Data for processing:

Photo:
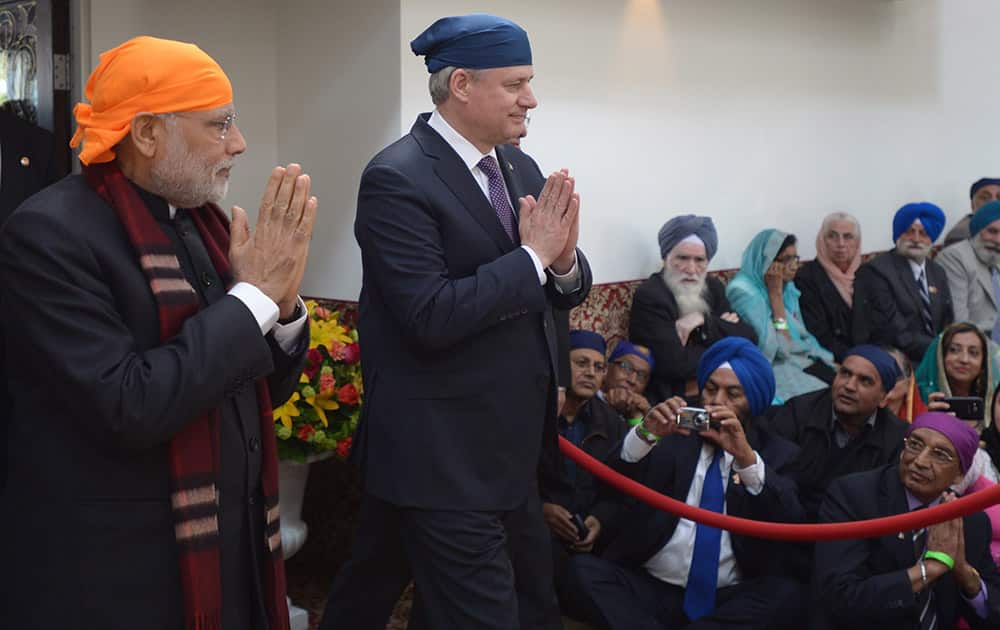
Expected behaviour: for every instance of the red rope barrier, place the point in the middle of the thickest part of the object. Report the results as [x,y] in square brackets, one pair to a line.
[871,528]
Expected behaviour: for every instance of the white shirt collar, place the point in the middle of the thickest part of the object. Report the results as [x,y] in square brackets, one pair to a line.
[465,149]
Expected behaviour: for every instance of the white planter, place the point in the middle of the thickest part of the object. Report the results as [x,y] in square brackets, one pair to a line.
[292,478]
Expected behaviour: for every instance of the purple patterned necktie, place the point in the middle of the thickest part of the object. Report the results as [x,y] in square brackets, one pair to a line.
[498,194]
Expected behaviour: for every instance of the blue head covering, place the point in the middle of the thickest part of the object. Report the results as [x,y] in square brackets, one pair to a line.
[586,339]
[752,369]
[929,215]
[627,347]
[473,41]
[677,229]
[986,181]
[887,368]
[987,213]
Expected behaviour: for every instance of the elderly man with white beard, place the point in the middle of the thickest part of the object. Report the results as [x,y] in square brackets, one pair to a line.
[971,268]
[680,311]
[901,297]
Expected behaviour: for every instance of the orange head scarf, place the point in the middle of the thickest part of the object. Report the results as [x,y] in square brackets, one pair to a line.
[145,74]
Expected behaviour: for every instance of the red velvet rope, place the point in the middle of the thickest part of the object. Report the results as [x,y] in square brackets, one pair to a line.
[872,528]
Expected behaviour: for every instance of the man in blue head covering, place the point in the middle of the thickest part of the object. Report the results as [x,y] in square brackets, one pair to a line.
[660,571]
[901,297]
[590,424]
[844,428]
[680,311]
[981,192]
[971,268]
[466,250]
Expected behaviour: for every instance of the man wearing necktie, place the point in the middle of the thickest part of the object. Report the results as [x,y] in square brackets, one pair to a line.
[910,580]
[466,249]
[901,297]
[660,571]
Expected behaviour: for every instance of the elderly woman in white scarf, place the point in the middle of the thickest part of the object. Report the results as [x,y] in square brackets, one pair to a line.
[827,283]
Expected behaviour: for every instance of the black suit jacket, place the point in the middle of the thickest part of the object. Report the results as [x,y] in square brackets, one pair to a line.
[824,312]
[863,583]
[887,304]
[652,318]
[640,531]
[26,164]
[458,340]
[97,397]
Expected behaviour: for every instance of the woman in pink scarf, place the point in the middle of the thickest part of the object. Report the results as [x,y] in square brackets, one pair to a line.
[827,283]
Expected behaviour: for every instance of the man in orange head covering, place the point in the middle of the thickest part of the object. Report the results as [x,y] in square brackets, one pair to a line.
[150,349]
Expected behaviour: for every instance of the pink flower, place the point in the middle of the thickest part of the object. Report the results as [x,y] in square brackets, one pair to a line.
[352,353]
[348,394]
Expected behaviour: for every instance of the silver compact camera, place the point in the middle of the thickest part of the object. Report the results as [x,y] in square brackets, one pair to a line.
[695,419]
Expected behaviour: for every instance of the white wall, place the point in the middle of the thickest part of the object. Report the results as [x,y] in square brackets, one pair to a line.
[758,112]
[338,81]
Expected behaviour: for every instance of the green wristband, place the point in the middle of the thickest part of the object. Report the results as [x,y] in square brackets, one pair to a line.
[941,557]
[647,435]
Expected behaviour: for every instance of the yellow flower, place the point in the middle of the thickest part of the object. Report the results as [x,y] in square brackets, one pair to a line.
[322,405]
[289,410]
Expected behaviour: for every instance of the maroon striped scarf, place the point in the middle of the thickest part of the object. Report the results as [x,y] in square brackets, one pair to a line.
[194,451]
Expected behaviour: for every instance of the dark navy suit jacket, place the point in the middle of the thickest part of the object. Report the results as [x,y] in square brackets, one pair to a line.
[457,337]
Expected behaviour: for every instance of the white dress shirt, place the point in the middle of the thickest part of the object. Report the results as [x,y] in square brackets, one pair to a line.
[672,563]
[470,155]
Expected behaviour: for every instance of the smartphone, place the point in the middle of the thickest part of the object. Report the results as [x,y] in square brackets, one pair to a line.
[581,528]
[966,407]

What is expected: Return all of the material exactly, without pictures.

Completed exercise:
Photo:
Expected behaviour: for every instance of the red rope barrier, place the point in the middle of the thickest part of the object. Report the results as [x,y] in square brackets, one pair to a line.
[871,528]
Expected behaviour: for every instance of the white shirt collar, place the point in the middle of the thickest part of the object. Report the results as [x,y] in square brackets, one pair to a line.
[465,149]
Expected behaviour: for every instance of the white planter, place the point in the middle of the thickest part of the object. Report the results as [x,y] in square brackets, one pair to a line.
[292,478]
Expected behaviour: for every instance of the purple patterned necktie, place the point in the middle of the thickest part of the object. Report the results as [x,y] in square brackets, one pair to a line.
[498,194]
Expected behaviour: for every instance of the blue head covering, place the point in the middle of the thickest part of the object. Report the results as [x,y] in square brackets, one pair to a line.
[586,339]
[752,369]
[929,215]
[627,347]
[473,41]
[677,229]
[986,181]
[887,368]
[987,213]
Expected behaviour: for every instance of the elderly man with white beard, place the point in the middle of the thickest part of the object. Report the results as [x,y] in square brackets, one pair to a line.
[971,268]
[680,311]
[901,297]
Expected behaviour: for every instance of the orange head scarf, place the point in the middle of the thickest part of the object. Report the results as [x,y] in square brackets, one pair to a line.
[145,74]
Expected behaviour: for every instance of the red velvet rope, place the point in the middle of the thickest part of the object. Report the results as [x,y] in square brackets, one pair to a line.
[872,528]
Expected behaviour: for every instance of the man in blue head covering, place the point in the middle of the thickest part of the object. Report the results as [x,y] in square brackets, one pair to a line.
[660,571]
[901,297]
[590,424]
[844,428]
[680,311]
[981,192]
[971,268]
[466,250]
Expected behaviour: for every instance of the man wearing necktie, place the point in the middle of the thickest part of the object. Report the results as [x,y] in square brackets, one pair to a line.
[910,580]
[466,249]
[901,297]
[660,571]
Expected behaviour: for every instance of the elderly woman in white scarf, place the point in the middle of the thickest part of the object. Report the results as [x,y] in square brackets, one pair to a line.
[827,283]
Expected behaviour: for every instance of the black suit jacket, place the point in the middle of the thickest part of the object. Report the results as [x,y] in square brackets, one pair to a line.
[824,312]
[863,583]
[887,304]
[652,318]
[640,531]
[26,164]
[458,340]
[97,397]
Expected behaviour: for every instance of the woman in pink scarf, place the point in the middle of the thickest part of the object. Report the results as [x,y] in square brackets, one pair to a line.
[827,283]
Expected behaviour: for every instance of the man in orange head covering, place the point in the middle of the thickest part of the object. Report the results as [x,y] in square brackets, one pair to a line.
[150,349]
Expected behaviour: for every instance of the pink flower, place the point in the middle of the thickest part of the object. Report the results as [x,y] in square brackets, one pair to a line.
[352,353]
[348,394]
Expected behaviour: for every instance of the silver compact camera, place the point in the middle of the thickest part of the object. Report the results as [x,y] in square brackets, one pair to a line.
[695,419]
Expected behaviour: for every instance of the white wall, place the point in the middle of the thickest part of the object. Report the results as [x,y] in square brackets, one pair to a line.
[758,112]
[338,81]
Expected behaviour: for every instance of the green wristband, place the point in the middle of the thickest part of the object. Report the results as [x,y] in square brackets, one pair to a line.
[941,557]
[647,435]
Expected behaviour: for every instance of the yellow flower, place the point in the middle of the thickest part of the object. Report the results as [x,y] in square brackets, one pair to a line.
[322,405]
[289,410]
Expected behaviour: for every instance of the maroon striped scarf, place the point in the middle of the thickest part of the object. Report the results as [x,y] in square brackets, one pair to a line.
[194,451]
Expected behaviour: for every instance of the dark navy suit jacket, place the point in the middle of the thickest part of the object. Report the results as [x,y] in square brackets, one pair to a line.
[457,337]
Expected behaviour: for every instance of the white dress shirt, place the point in the middle of the thickest part of the object. Report the results as [x,y] in square brackets, one pair to a line.
[672,563]
[470,155]
Expected behaviour: for every instance of the smartphone, place the point in the middle of the thickest part of the object. Report the results as [x,y] in square brackets, one pair to a line.
[581,528]
[966,407]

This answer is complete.